TO-DO LIST >>
1. Please transcribe the stretch of the rod-building forum thread below from "prolly wouldn't wobble" through "(Sep 23, 2003)".
2. In the rod-building forum thread, what does CrawFish say the table would make if rod building doesn't work out?
3. Continue the rod-building forum thread from where it stops.
— start of DOCUMENT SECTION —
I don't know how to respond....are you going to wrap the rod in paper???


----------



## rndhededflip (Apr 19, 2006)

what you mean paper nomadfl??? of course gudebrod thread and your traditional rod building materials... hmmm... sarcasm??? someone please help me.... does the chuck and rod drive stand supposed to wobble???


----------



## AL_N_VB (Apr 3, 2002)

prolly wouldn't wobble if you were sober.:beer:  

betcha $10.00 bucks the table winds up in tha fire pit......when's tha party.


----------



## CrawFish (Sep 23, 2003)

Hey G, if rod building doesn't work out, that table would make a great fish cleaning table.


----------



## rndhededflip (Apr 19, 2006)
— end of DOCUMENT SECTION —
— start of RECORDED INFORMATION —
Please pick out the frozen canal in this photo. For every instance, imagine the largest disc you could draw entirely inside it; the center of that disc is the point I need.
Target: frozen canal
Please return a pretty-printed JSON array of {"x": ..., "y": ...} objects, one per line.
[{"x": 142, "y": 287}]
— end of RECORDED INFORMATION —
SOLVED PROBLEMS >>
1.
prolly wouldn't wobble if you were sober.:beer:  

betcha $10.00 bucks the table winds up in tha fire pit......when's tha party.


----------



## CrawFish (Sep 23, 2003)

2. A great fish cleaning table.

3.
ya know... teo... i was thinking the same thing... if nothing else... fish cleaning table... atleast i know i can do that...


----------



## al bundy (Aug 11, 2006)

*no wobble*

realy shount wobble.
could be bad beerings on shaft.
or your rod stands arnt the same hight


----------



## rndhededflip (Apr 19, 2006)

how do i get to the bearings on the shaft??? i tried taking it apart... but.. no luck getting to the middle of it... any help??? i'll take a pic of it and show you...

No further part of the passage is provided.